▸ Set task
In the text on punk and protest, which state's law on immigration is called discriminatory?

▸ Extracted text
Punk and protest alive and well…?
I’ve been ranting for years against my generation (I’m either Gen-X or post-genX, depending on the cut-off). Each generation typically creates a new form of music, art, and expression. The passion, or displacement, of youth each decade usually fuels response to political and social injustice. Over the decades, there have always been the intelligent creative outcast countercultures: bohemians, dadaists, surrealists, expressionists, hipsters, beat generation, hippies, anarchists, and punks. Look what came out of the ’60s: massive civil rights movements, political protests and the birth of rock and roll. (then glam, then punk, now what? noise, dissonance, atonality, and mixed media have long been done, but that’s another discussion in and of itself) Why hasn’t my generation done anything, or so it seems? Has everyone just become lazy, disinterested, or apathetic since the ’80s?
I think the 2000s in America have been a decade rife with conflict. 9-11. Innumerable comparisons of Afghanistan and Iraq to Vietnam. Patriot Act. continual race conflict. Immigration and Arizona’s heinous discriminatory law. hampering of gay rights. the “bourgeoisie” Religious Right. student loans. devaluation of college degrees. the economic Depression. Walmart and monopolies. stymied rights, respect, and equal wage for women. (hell, even nothing good on “modern” radio…or TV for that matter) There should be plenty of fodder for creative, intellectual, political (etc.) protest. (“A sad state of affairs, is anyone paying attention?“, Dave Allen)

[Items from a dataset]
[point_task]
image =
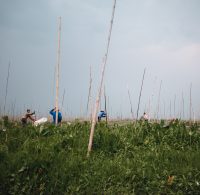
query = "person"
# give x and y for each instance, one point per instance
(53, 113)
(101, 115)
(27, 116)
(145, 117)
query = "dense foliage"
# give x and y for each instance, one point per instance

--

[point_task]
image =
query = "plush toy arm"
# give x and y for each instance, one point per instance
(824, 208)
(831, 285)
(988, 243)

▸ Solved exercise
Arizona